• **Exercise details**:
Recast the rows below as a Markdown table with the columns No. and Line, starting at the first line and ending at the line that contains "left=56, top=13, right=194, bottom=52". Number each line and leave out blank lines.

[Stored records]
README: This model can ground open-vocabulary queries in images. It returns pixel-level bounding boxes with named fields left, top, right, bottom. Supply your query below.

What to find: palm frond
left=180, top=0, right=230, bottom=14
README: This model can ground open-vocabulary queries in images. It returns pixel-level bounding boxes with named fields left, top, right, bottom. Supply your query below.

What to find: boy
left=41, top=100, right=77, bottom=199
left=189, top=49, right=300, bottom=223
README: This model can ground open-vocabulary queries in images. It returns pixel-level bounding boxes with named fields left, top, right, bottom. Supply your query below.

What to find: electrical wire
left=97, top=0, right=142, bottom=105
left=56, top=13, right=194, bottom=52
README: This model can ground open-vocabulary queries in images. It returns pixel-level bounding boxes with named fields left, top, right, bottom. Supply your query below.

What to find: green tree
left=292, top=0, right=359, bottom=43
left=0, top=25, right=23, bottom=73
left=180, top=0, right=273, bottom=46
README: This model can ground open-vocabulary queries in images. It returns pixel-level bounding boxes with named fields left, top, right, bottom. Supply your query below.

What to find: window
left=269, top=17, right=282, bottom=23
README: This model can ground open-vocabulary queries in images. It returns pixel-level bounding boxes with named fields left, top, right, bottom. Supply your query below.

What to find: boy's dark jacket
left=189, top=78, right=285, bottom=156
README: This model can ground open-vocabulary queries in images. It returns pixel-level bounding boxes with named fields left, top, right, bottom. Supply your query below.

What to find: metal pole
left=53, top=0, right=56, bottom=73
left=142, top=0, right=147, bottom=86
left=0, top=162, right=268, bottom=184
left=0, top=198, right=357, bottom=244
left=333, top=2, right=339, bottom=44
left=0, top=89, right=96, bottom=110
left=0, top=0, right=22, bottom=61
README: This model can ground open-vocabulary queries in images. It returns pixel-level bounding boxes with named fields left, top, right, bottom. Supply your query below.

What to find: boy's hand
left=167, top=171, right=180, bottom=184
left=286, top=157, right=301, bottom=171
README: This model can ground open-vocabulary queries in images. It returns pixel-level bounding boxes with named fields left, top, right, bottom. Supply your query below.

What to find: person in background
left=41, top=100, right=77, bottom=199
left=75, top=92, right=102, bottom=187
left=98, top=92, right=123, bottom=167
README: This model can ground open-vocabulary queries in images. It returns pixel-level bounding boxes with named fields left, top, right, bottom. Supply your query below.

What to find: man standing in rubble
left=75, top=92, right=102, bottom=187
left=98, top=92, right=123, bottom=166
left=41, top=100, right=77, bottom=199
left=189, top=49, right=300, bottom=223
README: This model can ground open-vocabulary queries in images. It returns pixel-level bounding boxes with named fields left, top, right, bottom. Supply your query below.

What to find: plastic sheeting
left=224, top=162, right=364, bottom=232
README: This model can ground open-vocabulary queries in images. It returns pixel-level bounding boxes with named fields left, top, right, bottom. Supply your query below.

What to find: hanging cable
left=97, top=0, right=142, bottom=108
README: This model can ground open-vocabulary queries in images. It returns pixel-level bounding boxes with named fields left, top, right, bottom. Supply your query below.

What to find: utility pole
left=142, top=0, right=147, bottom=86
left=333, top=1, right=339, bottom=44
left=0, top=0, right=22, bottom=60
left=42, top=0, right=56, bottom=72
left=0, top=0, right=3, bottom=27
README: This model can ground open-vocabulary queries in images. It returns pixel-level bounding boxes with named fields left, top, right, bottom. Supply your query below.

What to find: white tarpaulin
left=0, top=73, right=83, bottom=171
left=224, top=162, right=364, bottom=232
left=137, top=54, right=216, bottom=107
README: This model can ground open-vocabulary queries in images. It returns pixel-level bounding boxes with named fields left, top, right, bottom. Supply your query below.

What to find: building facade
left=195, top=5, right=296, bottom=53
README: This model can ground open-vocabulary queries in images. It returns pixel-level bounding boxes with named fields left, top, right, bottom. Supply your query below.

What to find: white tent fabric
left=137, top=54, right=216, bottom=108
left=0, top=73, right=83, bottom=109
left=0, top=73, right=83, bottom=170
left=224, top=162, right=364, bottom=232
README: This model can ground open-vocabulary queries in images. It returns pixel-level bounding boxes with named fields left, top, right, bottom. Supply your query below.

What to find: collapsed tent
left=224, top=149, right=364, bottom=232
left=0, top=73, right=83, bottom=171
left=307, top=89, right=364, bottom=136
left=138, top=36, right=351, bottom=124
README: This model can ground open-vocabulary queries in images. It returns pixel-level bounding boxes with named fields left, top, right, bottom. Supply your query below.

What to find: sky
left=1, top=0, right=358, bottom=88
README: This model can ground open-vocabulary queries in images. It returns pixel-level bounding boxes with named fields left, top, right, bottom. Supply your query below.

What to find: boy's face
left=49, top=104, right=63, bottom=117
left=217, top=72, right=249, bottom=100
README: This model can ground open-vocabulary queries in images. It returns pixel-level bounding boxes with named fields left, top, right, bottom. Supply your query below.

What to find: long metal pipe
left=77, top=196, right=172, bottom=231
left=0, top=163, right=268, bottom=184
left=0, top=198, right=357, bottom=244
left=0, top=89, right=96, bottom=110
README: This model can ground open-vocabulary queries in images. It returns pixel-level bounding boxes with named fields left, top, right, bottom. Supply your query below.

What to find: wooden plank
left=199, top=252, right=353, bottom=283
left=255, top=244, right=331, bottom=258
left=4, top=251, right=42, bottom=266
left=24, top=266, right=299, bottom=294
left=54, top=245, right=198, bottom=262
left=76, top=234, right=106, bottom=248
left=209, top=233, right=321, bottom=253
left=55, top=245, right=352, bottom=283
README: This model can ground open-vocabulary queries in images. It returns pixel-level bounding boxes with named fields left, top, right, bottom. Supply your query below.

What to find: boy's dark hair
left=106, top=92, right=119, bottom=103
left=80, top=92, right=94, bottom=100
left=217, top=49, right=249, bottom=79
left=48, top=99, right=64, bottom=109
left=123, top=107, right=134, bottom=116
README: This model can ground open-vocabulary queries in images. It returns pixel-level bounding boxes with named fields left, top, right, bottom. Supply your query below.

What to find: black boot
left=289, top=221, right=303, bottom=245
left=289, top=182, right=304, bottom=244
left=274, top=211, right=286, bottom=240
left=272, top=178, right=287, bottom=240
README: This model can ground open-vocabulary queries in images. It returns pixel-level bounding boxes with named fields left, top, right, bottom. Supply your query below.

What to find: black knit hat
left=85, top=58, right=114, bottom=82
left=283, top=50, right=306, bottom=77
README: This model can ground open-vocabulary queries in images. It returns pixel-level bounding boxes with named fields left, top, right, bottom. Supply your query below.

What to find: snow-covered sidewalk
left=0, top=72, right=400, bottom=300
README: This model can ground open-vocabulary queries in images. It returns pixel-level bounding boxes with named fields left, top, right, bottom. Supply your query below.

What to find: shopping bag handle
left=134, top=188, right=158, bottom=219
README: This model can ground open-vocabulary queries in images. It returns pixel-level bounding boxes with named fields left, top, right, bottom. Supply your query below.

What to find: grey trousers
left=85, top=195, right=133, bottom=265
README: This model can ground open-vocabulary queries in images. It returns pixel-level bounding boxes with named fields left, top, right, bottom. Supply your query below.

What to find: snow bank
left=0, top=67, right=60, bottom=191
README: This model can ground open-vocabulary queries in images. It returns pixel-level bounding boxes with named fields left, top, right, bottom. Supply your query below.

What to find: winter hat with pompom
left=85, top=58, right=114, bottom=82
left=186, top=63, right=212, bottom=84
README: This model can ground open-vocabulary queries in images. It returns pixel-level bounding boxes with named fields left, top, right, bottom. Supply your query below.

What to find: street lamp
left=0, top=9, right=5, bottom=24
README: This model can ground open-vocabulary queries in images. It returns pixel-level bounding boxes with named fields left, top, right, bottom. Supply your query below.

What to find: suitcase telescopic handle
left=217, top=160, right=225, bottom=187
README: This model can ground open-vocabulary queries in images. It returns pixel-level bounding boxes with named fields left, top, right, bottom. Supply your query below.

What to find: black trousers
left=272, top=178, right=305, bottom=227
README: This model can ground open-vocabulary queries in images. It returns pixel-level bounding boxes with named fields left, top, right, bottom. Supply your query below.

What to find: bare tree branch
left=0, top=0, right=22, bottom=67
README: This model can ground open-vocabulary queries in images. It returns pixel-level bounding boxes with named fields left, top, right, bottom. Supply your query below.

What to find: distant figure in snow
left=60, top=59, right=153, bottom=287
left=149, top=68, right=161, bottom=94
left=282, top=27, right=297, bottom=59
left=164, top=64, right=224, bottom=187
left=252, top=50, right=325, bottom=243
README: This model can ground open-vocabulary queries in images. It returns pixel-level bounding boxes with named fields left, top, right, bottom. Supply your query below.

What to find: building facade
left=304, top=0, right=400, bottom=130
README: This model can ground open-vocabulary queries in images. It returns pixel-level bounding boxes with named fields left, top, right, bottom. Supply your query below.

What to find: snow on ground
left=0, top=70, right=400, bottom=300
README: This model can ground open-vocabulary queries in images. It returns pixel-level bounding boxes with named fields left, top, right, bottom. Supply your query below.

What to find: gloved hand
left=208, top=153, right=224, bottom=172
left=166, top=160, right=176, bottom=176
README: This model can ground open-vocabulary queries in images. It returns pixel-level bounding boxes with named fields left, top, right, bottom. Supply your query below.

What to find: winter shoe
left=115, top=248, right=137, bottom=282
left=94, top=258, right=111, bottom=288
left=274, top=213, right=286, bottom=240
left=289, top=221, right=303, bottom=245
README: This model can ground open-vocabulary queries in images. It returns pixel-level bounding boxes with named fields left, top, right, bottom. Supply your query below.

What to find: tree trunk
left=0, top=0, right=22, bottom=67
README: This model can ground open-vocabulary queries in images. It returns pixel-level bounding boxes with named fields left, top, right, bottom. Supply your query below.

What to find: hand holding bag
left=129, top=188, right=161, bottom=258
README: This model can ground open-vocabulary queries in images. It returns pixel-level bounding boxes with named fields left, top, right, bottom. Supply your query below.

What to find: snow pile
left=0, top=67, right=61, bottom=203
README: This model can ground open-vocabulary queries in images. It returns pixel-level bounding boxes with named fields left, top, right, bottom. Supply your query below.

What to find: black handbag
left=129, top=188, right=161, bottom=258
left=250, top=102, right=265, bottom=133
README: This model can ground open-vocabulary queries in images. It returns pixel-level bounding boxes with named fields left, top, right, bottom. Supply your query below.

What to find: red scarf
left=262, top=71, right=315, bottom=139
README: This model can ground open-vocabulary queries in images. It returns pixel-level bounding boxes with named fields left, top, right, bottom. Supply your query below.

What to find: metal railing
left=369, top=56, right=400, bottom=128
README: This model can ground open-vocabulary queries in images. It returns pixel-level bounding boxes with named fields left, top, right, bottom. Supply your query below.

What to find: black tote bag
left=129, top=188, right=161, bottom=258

• **Response to this exercise**:
| No. | Line |
|---|---|
| 1 | README: This model can ground open-vocabulary queries in images. It returns pixel-level bounding boxes with named fields left, top, right, bottom. Supply your query below. |
| 2 | What to find: palm frond |
| 3 | left=180, top=0, right=230, bottom=14 |
| 4 | README: This model can ground open-vocabulary queries in images. It returns pixel-level bounding boxes with named fields left, top, right, bottom. Supply your query below. |
| 5 | What to find: boy |
| 6 | left=41, top=100, right=77, bottom=199 |
| 7 | left=189, top=49, right=300, bottom=223 |
| 8 | README: This model can ground open-vocabulary queries in images. It returns pixel-level bounding boxes with named fields left, top, right, bottom. Supply your query below. |
| 9 | What to find: electrical wire |
| 10 | left=97, top=0, right=142, bottom=105 |
| 11 | left=56, top=13, right=194, bottom=52 |